STATED EXERCISE: Could you copy out, unchanged, the part of the entries that opens with the line containing "If you could drop a marker on the tracery" and runs through the end of the entries?

★ ★ ★

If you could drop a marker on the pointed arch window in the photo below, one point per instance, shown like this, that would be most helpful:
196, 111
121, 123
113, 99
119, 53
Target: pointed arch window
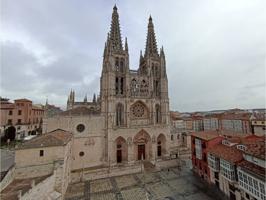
122, 63
134, 87
157, 114
119, 115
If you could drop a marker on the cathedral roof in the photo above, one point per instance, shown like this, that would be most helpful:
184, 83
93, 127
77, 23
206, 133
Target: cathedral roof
79, 111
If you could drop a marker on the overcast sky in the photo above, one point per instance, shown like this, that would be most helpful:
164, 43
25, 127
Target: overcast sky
215, 49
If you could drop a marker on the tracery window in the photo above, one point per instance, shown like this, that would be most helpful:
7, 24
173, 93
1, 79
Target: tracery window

★ ★ ★

OUTPUT OF THE EXERCISE:
If you could drop a marker on the tracery window in the photo above, one point per instance, shown like this, that would be most helpful:
7, 24
173, 93
1, 79
Target: tracery window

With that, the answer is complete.